- _Entradas de anotación de coordenadas_

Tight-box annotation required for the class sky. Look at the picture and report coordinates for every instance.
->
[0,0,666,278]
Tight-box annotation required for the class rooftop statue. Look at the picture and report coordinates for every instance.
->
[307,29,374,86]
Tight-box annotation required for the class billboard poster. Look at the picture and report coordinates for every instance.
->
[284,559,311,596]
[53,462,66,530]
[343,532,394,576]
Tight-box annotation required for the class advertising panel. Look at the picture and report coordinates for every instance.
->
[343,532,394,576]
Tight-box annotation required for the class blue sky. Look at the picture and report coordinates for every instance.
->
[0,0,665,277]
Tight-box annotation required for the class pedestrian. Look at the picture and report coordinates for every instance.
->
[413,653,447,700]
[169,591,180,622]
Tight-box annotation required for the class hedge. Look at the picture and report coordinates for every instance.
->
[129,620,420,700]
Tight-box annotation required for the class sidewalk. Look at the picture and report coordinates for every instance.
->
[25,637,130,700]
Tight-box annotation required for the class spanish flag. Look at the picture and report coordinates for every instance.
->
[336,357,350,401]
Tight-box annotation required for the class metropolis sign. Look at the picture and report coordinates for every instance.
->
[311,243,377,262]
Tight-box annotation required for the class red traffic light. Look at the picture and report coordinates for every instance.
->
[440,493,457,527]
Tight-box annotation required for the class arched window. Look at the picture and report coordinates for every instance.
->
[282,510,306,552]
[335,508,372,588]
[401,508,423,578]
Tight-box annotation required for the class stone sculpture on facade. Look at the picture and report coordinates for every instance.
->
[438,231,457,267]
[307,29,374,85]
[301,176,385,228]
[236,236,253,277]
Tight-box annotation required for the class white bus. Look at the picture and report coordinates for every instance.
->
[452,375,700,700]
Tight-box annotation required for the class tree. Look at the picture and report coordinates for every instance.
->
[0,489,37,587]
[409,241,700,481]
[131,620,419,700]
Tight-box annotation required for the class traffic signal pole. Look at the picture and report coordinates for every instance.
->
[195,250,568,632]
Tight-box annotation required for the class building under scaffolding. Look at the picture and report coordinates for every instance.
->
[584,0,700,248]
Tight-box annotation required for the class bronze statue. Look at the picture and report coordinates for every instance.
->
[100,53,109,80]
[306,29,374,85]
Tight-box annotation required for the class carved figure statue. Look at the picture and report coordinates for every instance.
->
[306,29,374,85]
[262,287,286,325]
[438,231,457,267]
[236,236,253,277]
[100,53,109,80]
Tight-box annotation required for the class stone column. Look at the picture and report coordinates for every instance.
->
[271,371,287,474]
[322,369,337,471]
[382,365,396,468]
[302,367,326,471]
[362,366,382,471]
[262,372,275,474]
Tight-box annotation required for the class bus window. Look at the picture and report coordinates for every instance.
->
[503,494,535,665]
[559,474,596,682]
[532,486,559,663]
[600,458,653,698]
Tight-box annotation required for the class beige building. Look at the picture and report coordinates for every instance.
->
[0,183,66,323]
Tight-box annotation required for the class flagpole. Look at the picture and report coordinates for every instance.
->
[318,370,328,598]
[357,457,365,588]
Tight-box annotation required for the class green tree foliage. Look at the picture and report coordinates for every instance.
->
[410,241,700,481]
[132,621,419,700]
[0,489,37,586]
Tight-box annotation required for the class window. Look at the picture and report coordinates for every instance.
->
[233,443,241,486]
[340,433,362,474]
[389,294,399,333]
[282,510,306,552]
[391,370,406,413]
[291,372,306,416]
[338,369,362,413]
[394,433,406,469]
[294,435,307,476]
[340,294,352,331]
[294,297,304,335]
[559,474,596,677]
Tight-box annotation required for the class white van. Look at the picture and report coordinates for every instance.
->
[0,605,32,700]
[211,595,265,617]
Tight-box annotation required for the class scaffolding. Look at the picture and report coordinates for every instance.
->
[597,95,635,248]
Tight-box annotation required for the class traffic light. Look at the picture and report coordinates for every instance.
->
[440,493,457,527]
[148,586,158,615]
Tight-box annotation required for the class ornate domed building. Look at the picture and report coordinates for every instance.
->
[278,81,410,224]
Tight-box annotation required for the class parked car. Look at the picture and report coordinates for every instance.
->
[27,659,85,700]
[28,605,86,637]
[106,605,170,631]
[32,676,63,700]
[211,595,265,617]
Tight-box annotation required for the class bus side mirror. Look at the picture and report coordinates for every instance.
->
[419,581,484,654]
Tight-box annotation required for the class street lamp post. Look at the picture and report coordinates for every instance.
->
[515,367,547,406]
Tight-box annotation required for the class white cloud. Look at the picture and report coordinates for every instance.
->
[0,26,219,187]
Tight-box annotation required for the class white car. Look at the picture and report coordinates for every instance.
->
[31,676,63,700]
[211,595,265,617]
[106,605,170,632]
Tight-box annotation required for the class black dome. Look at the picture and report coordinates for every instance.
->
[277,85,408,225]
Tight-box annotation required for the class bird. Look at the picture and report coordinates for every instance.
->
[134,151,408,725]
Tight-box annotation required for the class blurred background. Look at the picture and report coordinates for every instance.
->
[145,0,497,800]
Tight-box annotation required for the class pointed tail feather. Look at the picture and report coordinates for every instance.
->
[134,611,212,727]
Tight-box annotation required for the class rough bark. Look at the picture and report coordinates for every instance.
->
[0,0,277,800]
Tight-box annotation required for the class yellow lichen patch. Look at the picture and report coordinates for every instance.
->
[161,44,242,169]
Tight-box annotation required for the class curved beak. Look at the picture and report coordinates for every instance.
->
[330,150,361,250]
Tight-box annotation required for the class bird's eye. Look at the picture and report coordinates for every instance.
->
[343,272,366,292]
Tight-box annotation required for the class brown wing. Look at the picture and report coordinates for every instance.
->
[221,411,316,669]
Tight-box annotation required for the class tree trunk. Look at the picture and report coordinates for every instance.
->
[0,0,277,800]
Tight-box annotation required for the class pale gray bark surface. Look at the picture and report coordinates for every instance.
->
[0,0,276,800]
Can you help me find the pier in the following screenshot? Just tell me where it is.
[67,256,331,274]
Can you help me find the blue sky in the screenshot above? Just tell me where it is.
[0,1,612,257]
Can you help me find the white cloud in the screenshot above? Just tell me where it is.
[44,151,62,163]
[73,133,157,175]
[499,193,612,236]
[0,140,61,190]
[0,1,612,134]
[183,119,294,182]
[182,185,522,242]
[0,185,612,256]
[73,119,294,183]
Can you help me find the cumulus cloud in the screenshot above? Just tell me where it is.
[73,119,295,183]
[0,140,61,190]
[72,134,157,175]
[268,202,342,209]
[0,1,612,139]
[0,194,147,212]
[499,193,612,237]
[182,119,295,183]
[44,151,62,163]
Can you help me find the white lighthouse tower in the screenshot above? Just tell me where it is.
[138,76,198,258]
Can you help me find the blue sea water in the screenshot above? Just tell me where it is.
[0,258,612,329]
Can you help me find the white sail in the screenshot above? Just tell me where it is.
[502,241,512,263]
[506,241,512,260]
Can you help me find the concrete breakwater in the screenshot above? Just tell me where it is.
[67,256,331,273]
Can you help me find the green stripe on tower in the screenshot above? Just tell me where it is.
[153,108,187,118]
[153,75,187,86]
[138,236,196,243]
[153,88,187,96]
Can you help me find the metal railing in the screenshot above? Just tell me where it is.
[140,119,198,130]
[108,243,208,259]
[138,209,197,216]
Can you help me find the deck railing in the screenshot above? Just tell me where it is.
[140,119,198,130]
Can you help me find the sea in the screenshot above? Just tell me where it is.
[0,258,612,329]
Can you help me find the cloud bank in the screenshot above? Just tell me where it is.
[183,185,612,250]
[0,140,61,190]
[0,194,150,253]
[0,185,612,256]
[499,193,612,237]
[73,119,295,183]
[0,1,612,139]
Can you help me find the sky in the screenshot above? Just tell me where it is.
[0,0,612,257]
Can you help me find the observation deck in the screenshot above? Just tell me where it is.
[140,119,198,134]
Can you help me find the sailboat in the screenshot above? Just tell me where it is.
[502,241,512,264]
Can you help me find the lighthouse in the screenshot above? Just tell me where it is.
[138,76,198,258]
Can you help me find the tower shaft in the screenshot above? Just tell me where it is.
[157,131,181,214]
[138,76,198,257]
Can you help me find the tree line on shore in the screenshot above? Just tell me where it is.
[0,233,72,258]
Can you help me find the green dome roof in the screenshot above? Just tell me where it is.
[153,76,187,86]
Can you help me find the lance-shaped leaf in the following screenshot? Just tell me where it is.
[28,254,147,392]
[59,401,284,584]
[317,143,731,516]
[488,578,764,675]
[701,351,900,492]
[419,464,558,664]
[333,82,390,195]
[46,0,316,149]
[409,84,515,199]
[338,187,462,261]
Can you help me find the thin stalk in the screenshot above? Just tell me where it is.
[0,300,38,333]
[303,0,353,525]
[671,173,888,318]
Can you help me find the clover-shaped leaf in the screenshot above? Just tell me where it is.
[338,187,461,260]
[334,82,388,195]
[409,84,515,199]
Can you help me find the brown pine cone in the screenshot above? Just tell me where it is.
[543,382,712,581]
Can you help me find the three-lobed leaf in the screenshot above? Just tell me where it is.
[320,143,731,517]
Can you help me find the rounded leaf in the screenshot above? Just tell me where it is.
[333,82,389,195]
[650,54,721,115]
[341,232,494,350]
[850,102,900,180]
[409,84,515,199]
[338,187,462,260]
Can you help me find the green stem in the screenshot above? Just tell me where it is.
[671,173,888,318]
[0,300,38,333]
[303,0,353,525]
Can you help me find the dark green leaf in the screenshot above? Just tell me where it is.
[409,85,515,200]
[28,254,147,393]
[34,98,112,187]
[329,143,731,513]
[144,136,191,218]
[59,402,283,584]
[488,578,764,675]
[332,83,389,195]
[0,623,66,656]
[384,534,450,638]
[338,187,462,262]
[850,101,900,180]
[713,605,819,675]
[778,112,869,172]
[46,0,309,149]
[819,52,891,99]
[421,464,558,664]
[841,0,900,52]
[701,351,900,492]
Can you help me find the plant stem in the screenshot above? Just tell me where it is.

- _Consigna_
Presenta en formato CSV de dos columnas, texto y respuesta, todo lo que va desde la línea que contiene "Tight-box annotation required for the class beige" hasta la línea que contiene "[357,457,365,588]", ambas incluidas. Dedica una línea del CSV a cada fila, con cada campo entre comillas y los saltos de línea sustituidos por espacios.

- _Resultado obtenido_
texto,respuesta
"Tight-box annotation required for the class beige building. Look at the picture and report coordinates for every instance. ->","[0,183,66,323]"
"Tight-box annotation required for the class flagpole. Look at the picture and report coordinates for every instance. ->","[318,370,328,598] [357,457,365,588]"